**EJERCICIO PLANTEADO 1**. Extrae cada línea de los registros que contenga la cadena "target", distinguiendo entre mayúsculas y minúsculas.

**TEXTO EXTRAÍDO**.
'''

Mario Alberto Carrera

marioalbertocarrera@gmail.com

Premio Nacional de Literatura 1999. Quetzal de Oro. Subdirector de la Academia Guatemalteca de la Lengua. Miembro correspondiente de la Real Academia Española. Profesor jubilado de la Facultad de Humanidades USAC y ex director de su Departamento de Letras. Ex director de la Casa de la Cultura de la USAC. Condecorado con la Orden de Isabel La Católica. Ex columnista de La Nación, El Gráfico, Siglo XXI y Crónica de la que fue miembro de su consejo editorial, primera época. Ex director del suplemento cultural de La Hora y de La Nación. Ex embajador de Guatemala en Italia, Grecia y Colombia. Ha publicado más de 25 libros en México, Colombia, Guatemala y Costa Rica.

post author

Mario Alberto Carrera

Hace bastante tiempo –después de una mesa redonda sobre Asturias y cuando yo era pontifical en la aldea- se acercó un maduro señor a preguntarme boca jarro –sin ningún preámbulo- por qué él no puede entender algunos o muchos de los libros de Asturias (“Hombres de maíz”) a pesar del empeño que pone en penetrarlos.

Yo le respondí que en primer lugar no se sintiera mal o tonto ante tal hecho bastante ordinario, que su caso es más común de lo que él piensa y añadí que, con excepción de la “Trilogía Bananera”, algún cuento por allí y partes de “El Señor Presidente”, el resto de la obra narrativa de nuestro Premio Nobel es casi inalcanzable para el lector de a pie. Y todavía añadí algo más: en el mundo hay escritores que escriben y publican para todos los lectores, por ejemplo Ernest Hemingway o John Dos Passos. Y escritores que escriben casi para escritores, para poetas o para críticos literarios. Asturias está en el segundo y último caso con buena parte de su obra.

'''

**REGISTROS PROPORCIONADOS**.

'''

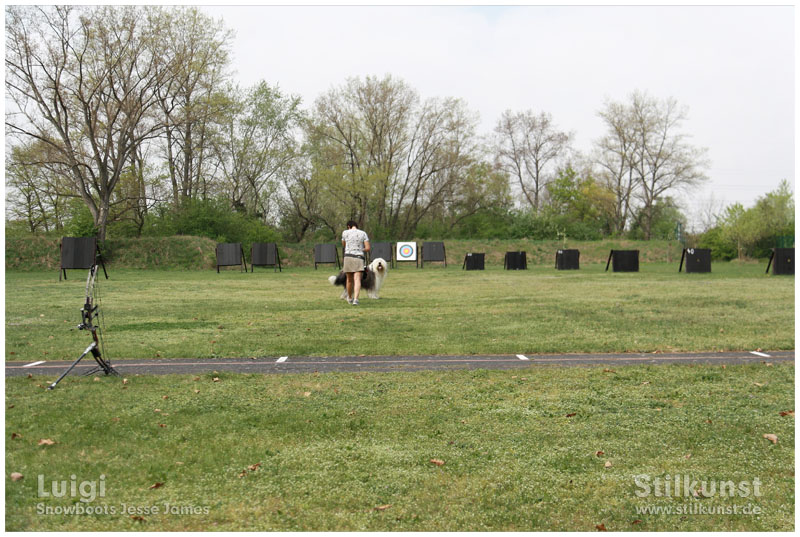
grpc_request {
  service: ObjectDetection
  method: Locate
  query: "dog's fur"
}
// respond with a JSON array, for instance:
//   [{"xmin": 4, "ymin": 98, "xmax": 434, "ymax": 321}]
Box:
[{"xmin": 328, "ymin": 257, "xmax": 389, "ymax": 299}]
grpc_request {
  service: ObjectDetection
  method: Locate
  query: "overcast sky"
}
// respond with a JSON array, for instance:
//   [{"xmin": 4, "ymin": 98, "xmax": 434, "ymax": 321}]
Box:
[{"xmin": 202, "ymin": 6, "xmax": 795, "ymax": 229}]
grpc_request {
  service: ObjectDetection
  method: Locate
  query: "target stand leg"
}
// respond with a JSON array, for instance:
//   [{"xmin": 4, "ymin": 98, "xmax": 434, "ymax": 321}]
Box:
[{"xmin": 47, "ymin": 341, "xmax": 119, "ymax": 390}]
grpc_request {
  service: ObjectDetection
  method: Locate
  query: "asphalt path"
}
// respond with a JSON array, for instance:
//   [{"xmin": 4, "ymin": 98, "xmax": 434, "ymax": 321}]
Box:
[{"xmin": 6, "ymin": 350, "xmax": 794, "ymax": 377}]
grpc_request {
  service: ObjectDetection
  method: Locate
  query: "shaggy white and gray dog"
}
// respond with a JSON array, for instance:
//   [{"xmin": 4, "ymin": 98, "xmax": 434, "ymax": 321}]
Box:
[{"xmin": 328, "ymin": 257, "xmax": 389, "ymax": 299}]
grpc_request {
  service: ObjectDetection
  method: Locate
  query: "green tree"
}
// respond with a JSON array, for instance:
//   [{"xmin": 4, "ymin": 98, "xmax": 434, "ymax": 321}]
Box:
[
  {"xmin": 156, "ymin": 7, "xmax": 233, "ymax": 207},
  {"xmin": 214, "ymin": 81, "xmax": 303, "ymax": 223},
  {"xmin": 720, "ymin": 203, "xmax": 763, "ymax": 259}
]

'''
'''

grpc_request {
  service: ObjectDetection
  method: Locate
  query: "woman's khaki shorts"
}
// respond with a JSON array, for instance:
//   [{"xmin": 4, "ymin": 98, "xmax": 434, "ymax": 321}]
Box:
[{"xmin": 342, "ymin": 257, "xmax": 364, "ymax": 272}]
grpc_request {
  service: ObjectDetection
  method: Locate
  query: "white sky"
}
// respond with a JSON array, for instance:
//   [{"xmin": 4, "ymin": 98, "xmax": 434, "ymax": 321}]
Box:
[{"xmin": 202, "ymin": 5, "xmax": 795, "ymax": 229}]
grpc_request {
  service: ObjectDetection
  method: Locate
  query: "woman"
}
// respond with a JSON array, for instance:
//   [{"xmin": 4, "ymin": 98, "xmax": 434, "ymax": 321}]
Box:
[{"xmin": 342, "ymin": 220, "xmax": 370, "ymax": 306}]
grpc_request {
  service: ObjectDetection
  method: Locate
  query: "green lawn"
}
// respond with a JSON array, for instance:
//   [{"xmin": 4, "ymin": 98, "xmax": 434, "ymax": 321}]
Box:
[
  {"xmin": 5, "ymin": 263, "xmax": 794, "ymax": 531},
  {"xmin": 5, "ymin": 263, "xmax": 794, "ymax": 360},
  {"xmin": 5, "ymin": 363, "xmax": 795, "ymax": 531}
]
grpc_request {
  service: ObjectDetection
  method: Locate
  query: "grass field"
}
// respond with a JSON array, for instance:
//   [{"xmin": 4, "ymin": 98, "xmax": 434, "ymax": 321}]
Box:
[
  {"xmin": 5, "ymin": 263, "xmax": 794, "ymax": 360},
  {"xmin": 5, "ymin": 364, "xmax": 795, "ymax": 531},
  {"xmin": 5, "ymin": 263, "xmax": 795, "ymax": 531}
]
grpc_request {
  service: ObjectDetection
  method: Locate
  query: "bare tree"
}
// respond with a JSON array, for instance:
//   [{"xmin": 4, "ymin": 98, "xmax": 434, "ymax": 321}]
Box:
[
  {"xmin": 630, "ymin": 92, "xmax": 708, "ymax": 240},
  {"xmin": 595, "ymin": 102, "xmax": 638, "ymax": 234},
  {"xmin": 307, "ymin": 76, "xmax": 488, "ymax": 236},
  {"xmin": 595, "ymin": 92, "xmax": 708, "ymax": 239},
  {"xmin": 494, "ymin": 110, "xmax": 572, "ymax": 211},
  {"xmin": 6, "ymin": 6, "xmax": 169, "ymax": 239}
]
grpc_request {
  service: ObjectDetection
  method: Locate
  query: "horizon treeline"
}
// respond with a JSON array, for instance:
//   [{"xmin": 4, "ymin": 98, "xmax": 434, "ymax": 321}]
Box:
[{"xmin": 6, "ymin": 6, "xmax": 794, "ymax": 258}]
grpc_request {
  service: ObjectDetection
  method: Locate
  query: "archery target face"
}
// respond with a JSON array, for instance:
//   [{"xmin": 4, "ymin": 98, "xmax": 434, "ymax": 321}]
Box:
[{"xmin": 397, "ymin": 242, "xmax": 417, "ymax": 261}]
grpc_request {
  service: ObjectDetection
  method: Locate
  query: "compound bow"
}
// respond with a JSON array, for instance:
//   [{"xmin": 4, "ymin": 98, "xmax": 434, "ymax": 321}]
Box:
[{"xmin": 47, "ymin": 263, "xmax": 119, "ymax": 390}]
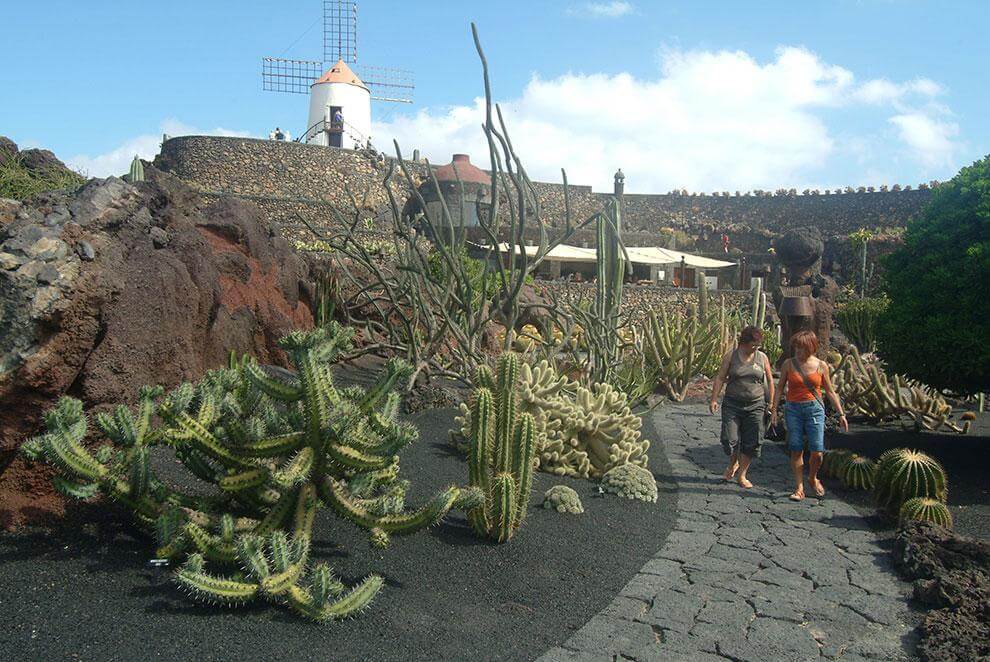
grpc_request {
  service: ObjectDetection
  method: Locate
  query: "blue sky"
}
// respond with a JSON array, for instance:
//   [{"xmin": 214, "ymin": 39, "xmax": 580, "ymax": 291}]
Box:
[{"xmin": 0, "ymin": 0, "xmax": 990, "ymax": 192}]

'''
'''

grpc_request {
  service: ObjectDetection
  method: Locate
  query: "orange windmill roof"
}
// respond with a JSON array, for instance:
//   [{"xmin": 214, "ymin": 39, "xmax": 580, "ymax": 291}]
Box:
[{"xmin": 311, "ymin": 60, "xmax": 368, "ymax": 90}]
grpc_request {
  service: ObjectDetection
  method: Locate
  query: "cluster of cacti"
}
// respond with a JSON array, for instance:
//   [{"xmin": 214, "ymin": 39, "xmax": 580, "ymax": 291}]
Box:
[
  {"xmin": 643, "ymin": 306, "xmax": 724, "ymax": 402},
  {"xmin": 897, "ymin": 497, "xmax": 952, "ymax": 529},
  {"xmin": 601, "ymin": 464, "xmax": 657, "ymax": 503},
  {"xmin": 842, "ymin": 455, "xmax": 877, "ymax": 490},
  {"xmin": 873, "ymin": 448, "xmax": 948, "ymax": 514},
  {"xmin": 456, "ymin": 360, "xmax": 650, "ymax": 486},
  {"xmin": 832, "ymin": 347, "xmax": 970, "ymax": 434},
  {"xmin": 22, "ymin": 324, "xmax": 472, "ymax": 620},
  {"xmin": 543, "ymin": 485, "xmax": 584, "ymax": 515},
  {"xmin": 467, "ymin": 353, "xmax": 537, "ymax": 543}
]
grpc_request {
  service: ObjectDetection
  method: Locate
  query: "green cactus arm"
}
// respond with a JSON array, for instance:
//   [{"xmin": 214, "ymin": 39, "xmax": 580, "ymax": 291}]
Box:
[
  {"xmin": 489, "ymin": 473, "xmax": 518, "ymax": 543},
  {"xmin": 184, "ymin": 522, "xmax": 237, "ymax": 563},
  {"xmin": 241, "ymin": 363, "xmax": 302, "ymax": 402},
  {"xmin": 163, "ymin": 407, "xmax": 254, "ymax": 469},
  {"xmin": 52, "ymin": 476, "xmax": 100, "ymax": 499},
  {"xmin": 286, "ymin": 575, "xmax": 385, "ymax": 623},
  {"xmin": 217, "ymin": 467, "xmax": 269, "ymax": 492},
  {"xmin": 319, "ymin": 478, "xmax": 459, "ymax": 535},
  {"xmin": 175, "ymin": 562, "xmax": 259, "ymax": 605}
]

'''

**EJERCICIO PLANTEADO 2**. Según el texto extraído, ¿qué escritores se ponen como ejemplo de quienes escriben y publican para todos los lectores?

**RESPUESTA 1**.
  query: "target stand leg"
  query: "archery target face"

**RESPUESTA 2**. Ernest Hemingway y John Dos Passos.